• **Your objective**
Your task is to find every line of the data that holds the string "below" and copy it.

=======

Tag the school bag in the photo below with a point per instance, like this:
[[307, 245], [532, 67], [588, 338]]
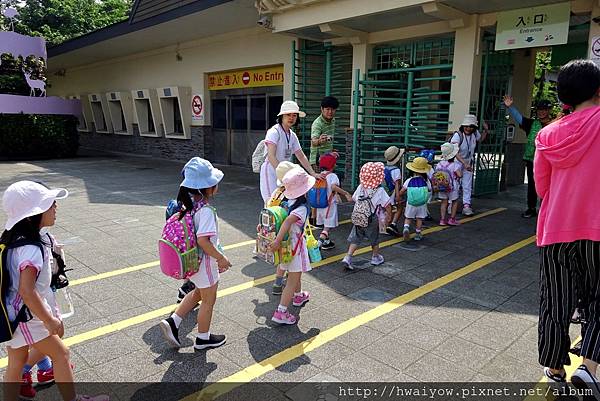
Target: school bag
[[417, 193], [389, 181], [258, 156], [7, 326], [363, 211], [441, 180]]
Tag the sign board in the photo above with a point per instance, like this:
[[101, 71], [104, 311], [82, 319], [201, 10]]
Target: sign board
[[533, 27], [197, 105], [246, 78]]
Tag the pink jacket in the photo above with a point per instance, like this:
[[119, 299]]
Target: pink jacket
[[566, 170]]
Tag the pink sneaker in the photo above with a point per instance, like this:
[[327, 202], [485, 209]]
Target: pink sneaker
[[453, 222], [300, 300], [283, 317]]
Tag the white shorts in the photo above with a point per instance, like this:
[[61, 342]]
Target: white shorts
[[328, 216], [208, 275]]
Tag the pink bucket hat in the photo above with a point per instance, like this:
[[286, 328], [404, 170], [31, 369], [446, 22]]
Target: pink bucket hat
[[372, 174], [297, 182], [27, 198]]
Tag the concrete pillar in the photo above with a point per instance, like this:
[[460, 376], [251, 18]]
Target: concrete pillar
[[466, 69]]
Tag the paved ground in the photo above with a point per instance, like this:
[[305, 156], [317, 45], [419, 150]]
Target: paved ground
[[390, 323]]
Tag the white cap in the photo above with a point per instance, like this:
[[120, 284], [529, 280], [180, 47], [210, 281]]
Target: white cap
[[27, 198]]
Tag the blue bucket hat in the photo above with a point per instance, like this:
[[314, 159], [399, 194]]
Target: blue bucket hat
[[199, 173]]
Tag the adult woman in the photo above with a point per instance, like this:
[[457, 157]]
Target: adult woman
[[282, 144], [568, 227]]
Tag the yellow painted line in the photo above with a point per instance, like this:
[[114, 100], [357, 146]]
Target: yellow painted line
[[155, 314], [258, 369]]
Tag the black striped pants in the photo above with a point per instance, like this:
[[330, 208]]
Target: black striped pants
[[568, 271]]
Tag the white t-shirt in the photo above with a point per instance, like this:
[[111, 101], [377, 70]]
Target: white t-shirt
[[468, 145], [379, 198], [287, 144]]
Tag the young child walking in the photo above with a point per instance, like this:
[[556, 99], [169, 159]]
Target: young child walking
[[328, 217], [365, 226], [453, 168], [29, 302], [297, 183], [393, 181], [200, 185], [418, 191]]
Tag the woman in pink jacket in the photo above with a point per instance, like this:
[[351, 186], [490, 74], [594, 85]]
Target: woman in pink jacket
[[566, 169]]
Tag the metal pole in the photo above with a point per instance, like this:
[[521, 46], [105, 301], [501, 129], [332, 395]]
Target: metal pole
[[355, 101]]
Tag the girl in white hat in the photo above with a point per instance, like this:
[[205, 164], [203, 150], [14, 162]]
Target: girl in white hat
[[29, 207], [282, 144], [466, 138]]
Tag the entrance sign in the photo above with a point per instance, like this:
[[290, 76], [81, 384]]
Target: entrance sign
[[246, 78], [533, 27]]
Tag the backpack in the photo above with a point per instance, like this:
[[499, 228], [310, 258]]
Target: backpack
[[8, 327], [258, 156], [389, 181], [417, 193], [441, 180], [363, 211]]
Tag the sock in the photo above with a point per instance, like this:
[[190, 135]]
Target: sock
[[176, 319], [44, 364], [27, 368], [203, 336]]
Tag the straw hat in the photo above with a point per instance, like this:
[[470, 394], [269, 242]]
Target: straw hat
[[372, 174], [449, 150], [290, 107], [297, 182], [393, 154], [27, 198], [419, 165]]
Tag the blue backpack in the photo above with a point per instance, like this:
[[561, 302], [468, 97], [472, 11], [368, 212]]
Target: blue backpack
[[417, 193], [389, 181]]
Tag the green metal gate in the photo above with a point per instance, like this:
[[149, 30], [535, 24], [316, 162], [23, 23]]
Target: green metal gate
[[404, 100], [323, 70], [495, 77]]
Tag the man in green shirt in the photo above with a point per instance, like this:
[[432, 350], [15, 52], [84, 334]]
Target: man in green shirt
[[323, 130]]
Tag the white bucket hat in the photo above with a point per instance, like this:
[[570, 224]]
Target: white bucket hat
[[449, 150], [27, 198], [470, 119], [290, 107]]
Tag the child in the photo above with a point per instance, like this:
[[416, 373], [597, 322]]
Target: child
[[368, 197], [29, 207], [297, 183], [201, 182], [328, 217], [393, 178], [277, 197], [450, 165], [418, 190]]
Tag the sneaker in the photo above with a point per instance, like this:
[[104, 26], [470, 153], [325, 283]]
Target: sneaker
[[170, 331], [584, 380], [300, 300], [529, 213], [327, 244], [377, 260], [347, 261], [283, 317], [45, 376], [214, 341], [27, 391], [406, 233], [453, 222]]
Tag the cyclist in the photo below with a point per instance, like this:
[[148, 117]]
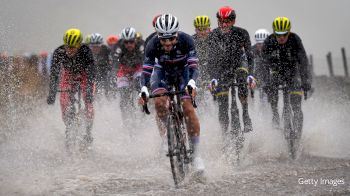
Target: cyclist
[[260, 36], [112, 41], [171, 59], [103, 64], [286, 58], [155, 32], [87, 39], [139, 38], [129, 56], [201, 41], [73, 62], [228, 44]]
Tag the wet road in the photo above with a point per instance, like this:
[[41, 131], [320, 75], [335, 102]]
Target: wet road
[[33, 160]]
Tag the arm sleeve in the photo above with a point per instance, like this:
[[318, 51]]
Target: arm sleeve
[[212, 58], [265, 64], [304, 69], [148, 64], [89, 60], [192, 60], [248, 51], [54, 73]]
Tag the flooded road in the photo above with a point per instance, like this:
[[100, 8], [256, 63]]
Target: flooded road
[[33, 160]]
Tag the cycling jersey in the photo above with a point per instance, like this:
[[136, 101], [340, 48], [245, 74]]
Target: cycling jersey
[[175, 67], [81, 63], [202, 47], [150, 37], [259, 65], [128, 62], [288, 60], [70, 71], [226, 51]]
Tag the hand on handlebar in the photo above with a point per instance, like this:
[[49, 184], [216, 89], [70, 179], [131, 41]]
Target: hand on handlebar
[[251, 82], [143, 96], [191, 88]]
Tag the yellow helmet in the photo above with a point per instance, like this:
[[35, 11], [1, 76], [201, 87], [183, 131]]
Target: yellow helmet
[[87, 39], [281, 25], [139, 35], [201, 22], [72, 37]]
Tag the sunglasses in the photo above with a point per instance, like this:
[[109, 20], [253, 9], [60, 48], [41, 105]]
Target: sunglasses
[[281, 35], [170, 39], [224, 21], [72, 47], [129, 42], [202, 29]]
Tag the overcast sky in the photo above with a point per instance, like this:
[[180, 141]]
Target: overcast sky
[[34, 25]]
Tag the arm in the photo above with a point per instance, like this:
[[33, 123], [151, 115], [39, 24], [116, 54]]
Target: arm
[[54, 74], [148, 64], [304, 69], [192, 60], [89, 61], [246, 44]]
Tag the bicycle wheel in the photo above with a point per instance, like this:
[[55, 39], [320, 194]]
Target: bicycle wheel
[[176, 149]]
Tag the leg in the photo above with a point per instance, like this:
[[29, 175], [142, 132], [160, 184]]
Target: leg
[[273, 99], [89, 109], [235, 122], [298, 116], [223, 113]]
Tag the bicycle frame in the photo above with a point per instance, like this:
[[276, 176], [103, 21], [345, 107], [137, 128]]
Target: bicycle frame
[[75, 115], [179, 151], [288, 123]]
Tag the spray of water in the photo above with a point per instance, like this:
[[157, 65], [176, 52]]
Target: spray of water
[[34, 161]]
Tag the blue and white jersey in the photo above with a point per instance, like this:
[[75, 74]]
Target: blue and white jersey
[[180, 62]]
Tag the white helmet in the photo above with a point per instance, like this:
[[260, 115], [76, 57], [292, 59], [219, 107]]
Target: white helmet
[[167, 26], [128, 33], [96, 38], [261, 35]]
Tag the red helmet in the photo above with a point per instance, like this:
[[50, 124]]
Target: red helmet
[[226, 12], [112, 39], [155, 20], [43, 54]]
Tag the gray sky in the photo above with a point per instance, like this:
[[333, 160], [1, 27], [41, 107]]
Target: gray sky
[[34, 25]]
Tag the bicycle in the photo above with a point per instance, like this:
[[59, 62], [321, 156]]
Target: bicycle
[[179, 147], [76, 120], [291, 134], [238, 138]]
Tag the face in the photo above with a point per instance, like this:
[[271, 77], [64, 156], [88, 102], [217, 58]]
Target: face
[[95, 48], [225, 24], [168, 43], [130, 45], [282, 39], [259, 46], [203, 33], [72, 51]]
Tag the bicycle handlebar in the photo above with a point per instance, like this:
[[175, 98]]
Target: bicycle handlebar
[[170, 93]]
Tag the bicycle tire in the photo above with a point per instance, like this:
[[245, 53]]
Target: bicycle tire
[[176, 149]]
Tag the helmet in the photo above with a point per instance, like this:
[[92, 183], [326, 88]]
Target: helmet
[[261, 35], [226, 12], [167, 26], [87, 39], [155, 20], [72, 37], [43, 54], [128, 33], [96, 38], [112, 39], [281, 25], [201, 22], [138, 35]]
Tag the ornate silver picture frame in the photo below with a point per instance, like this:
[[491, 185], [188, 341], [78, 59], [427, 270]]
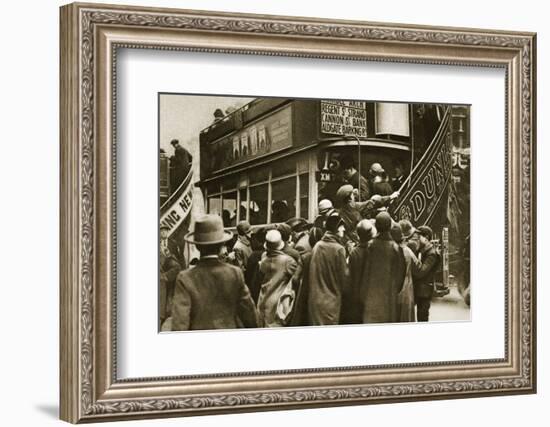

=======

• **Written response**
Tag the school bag in the photo below with a point per instance, like this:
Tag the cyclist in the photo below with a point per instance, like this:
Tag the ornate silver picture frame in the photo below with a point per instance, like this:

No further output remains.